>>>
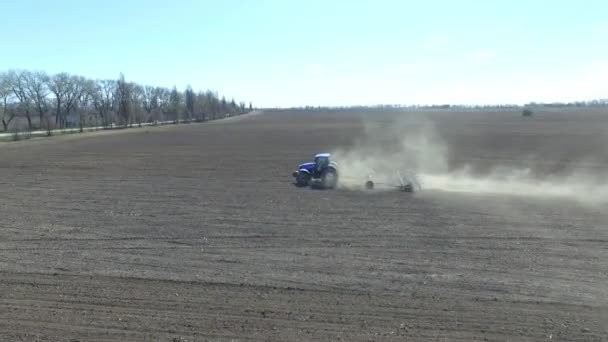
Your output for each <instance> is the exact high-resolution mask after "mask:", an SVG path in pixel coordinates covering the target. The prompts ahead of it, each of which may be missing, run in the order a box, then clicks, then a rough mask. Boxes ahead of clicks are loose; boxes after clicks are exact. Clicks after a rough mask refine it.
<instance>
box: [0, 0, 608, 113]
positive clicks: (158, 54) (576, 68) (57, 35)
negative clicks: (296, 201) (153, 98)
mask: <svg viewBox="0 0 608 342" xmlns="http://www.w3.org/2000/svg"><path fill="white" fill-rule="evenodd" d="M1 11H2V20H0V30H1V31H2V32H4V35H3V37H2V43H3V44H2V49H1V52H0V70H2V71H4V70H7V69H12V68H16V69H27V70H43V71H47V72H49V73H57V72H69V73H72V74H78V75H82V76H87V77H89V78H99V79H107V78H112V79H115V78H117V77H118V74H119V73H120V72H124V74H125V77H126V78H127V80H129V81H135V82H137V83H141V84H150V85H157V86H166V87H172V86H173V85H175V86H177V87H178V88H180V89H183V88H185V87H186V85H188V84H190V85H191V86H192V87H193V88H194V89H195V90H206V89H214V90H217V91H219V92H220V93H221V94H225V95H226V96H227V97H234V98H236V99H237V100H245V101H253V103H254V105H257V106H303V105H313V106H316V105H358V104H362V105H366V104H379V103H391V104H396V103H399V104H442V103H453V104H474V103H479V104H495V103H526V102H530V101H539V102H540V101H546V102H549V101H573V100H588V99H595V98H608V44H607V43H606V41H608V39H607V38H608V18H607V16H606V15H607V13H608V1H600V0H597V1H585V0H579V1H548V0H538V1H532V0H530V1H523V0H512V1H471V0H470V1H467V0H463V1H438V0H428V1H398V0H394V1H385V0H375V1H356V0H333V1H321V0H309V1H287V0H285V1H281V0H249V1H247V0H240V1H239V0H226V1H218V0H216V1H183V0H181V1H180V0H175V1H168V0H166V1H161V0H147V1H143V0H130V1H118V0H106V1H76V0H73V1H68V0H57V1H53V2H50V1H34V0H22V1H4V2H3V3H2V10H1Z"/></svg>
<<<
» **Exercise aim**
Rewrite all of the lines above, changing every "negative" to "background" and keeping everything else the same. Leave the pictures out.

» **Solved problem**
Your output for each <instance> is the exact high-resolution mask after "mask:", an SVG path in pixel coordinates covering the target. The prompts ahead of it, each of which may be missing, run in the order a box, then clicks, then a rough mask. Boxes ahead of clicks are loose; boxes after clicks are exact. Clicks after a rough mask refine it.
<instance>
box: [0, 0, 608, 113]
positive clicks: (158, 54) (576, 68) (57, 35)
background clicks: (296, 201) (153, 98)
mask: <svg viewBox="0 0 608 342" xmlns="http://www.w3.org/2000/svg"><path fill="white" fill-rule="evenodd" d="M1 11H2V20H0V30H1V31H2V32H4V35H3V37H2V43H3V44H2V49H1V52H0V70H2V71H4V70H7V69H12V68H16V69H27V70H43V71H47V72H49V73H57V72H69V73H72V74H78V75H82V76H87V77H89V78H99V79H107V78H112V79H115V78H117V77H118V74H119V73H120V72H124V74H125V77H126V78H127V80H129V81H135V82H137V83H141V84H150V85H157V86H166V87H172V86H173V85H175V86H177V87H178V88H180V89H183V88H185V87H186V85H188V84H190V85H191V86H192V87H193V88H194V89H195V90H206V89H214V90H217V91H219V92H220V93H221V94H225V95H226V96H227V97H234V98H236V99H237V100H245V101H253V103H254V105H257V106H303V105H313V106H316V105H358V104H362V105H366V104H379V103H391V104H396V103H399V104H442V103H453V104H474V103H479V104H495V103H526V102H530V101H539V102H540V101H546V102H549V101H573V100H588V99H595V98H608V44H607V43H606V41H608V39H607V38H608V18H607V16H606V15H607V13H608V1H600V0H597V1H585V0H579V1H548V0H538V1H532V0H530V1H523V0H512V1H471V0H470V1H467V0H463V1H438V0H428V1H398V0H394V1H385V0H375V1H356V0H333V1H321V0H309V1H287V0H285V1H281V0H249V1H247V0H240V1H239V0H226V1H218V0H216V1H183V0H181V1H180V0H175V1H168V0H166V1H161V0H147V1H143V0H130V1H118V0H106V1H76V0H73V1H68V0H57V1H53V2H50V1H34V0H22V1H4V2H3V3H2V10H1Z"/></svg>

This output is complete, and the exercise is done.